Page text >>

--- --- ---

- Born: 19 February 1902 Flisk, East Fife, Scotland
- Died: 1972 (aged 70) Edinburgh, Scotland
- Education: University of Edinburgh

= Janet Scott Salmon Blyth =

Scottish geneticist

 Janet Scott Salmon Blyth (19 February 1902 - 1972) was a Scottish geneticist who specialised in poultry genetics and husbandry in the interwar and post-war decades and played a prominent role in establishing the Poultry Research Centre, one of several institutions that would eventually be amalgamated to form the Roslin Institute.

== Early life and university ==

Janet Scott Salmon Blyth was born on the 19th February 1902 at Logie Farm in Flisk in East Fife to farmer James Blyth and his wife Janet McLaren Blyth (nee Osler). Growing up, she had two younger siblings, James and William, and a large complement of tenants, labourers, and their families for company at the Fife farm.

Blyth undertook her undergraduate degree at the University of Edinburgh from 1918 to 1921, gaining a BSc in Agricultural Sciences in 1921.
She began her PhD at the same institution later that year, based at the university’s Department of Animal Breeding, then under the directorship of noted pioneering geneticist Francis Albert Eley Crew. She was awarded her doctorate in 1925 for her thesis researching the individual wool types and yield produced by the offspring of the Department’s ovine hybridisation programme.

Her early career research in this field, along with that of academic peers such as J.A. Fraser Roberts and F. Fraser Darling would impact ovine research globally for the next quarter of a century.

==Research career==

In 1926, she was reported to have begun working “as an assistant to” Alan William Greenwood in poultry genetic research, under the supervision of Crew, who had been a keen poultry breeder since his youth. Greenwood only began his doctoral research in 1923, so the actual dynamic of their professional relationship at this stage in their careers requires further investigation.

--- --- ---

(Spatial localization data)
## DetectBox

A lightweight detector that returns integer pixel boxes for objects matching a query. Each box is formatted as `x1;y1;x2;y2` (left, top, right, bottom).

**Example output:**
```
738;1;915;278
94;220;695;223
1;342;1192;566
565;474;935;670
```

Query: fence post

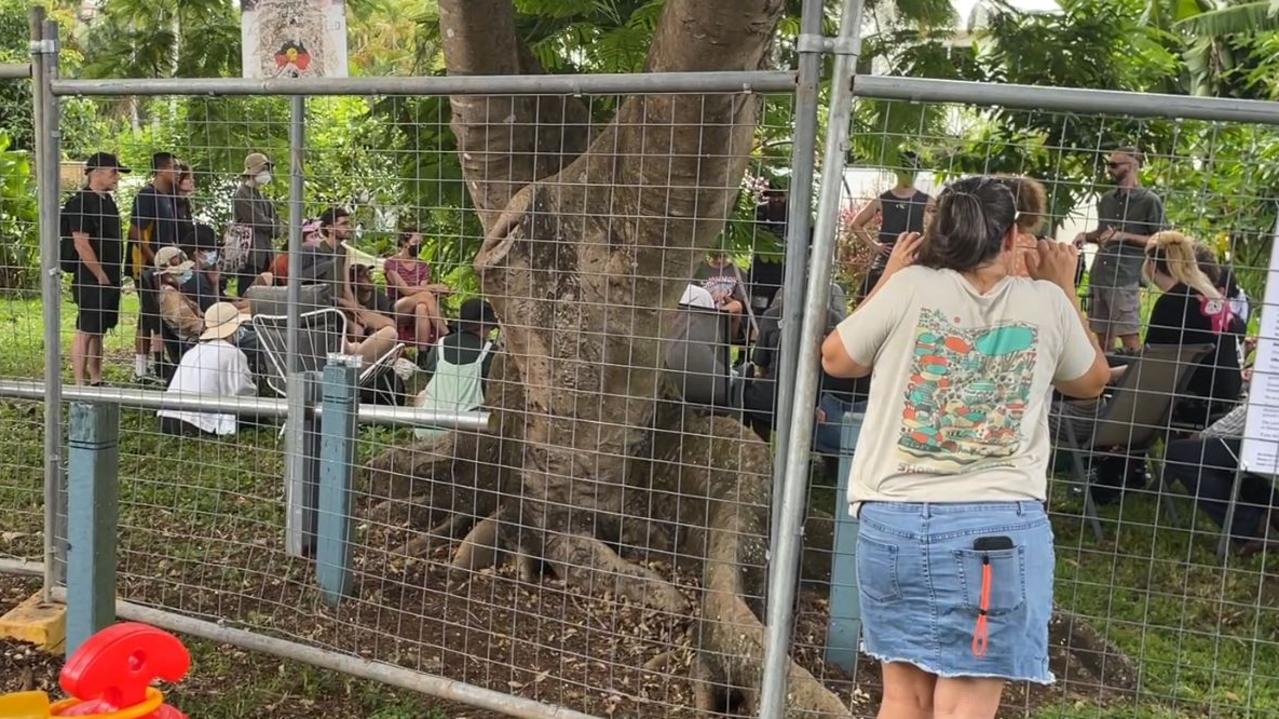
67;402;120;656
760;0;862;719
769;0;822;548
316;354;359;606
284;372;320;557
284;96;305;557
31;6;67;601
826;411;866;672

--- --- ---

Problem requirements >>
Echo the Janet Scott Salmon Blyth text word for word from "Janet Scott Salmon Blyth (19" to "Sciences in 1921.".

Reply to the exercise >>
Janet Scott Salmon Blyth (19 February 1902 - 1972) was a Scottish geneticist who specialised in poultry genetics and husbandry in the interwar and post-war decades and played a prominent role in establishing the Poultry Research Centre, one of several institutions that would eventually be amalgamated to form the Roslin Institute.

== Early life and university ==

Janet Scott Salmon Blyth was born on the 19th February 1902 at Logie Farm in Flisk in East Fife to farmer James Blyth and his wife Janet McLaren Blyth (nee Osler). Growing up, she had two younger siblings, James and William, and a large complement of tenants, labourers, and their families for company at the Fife farm.

Blyth undertook her undergraduate degree at the University of Edinburgh from 1918 to 1921, gaining a BSc in Agricultural Sciences in 1921.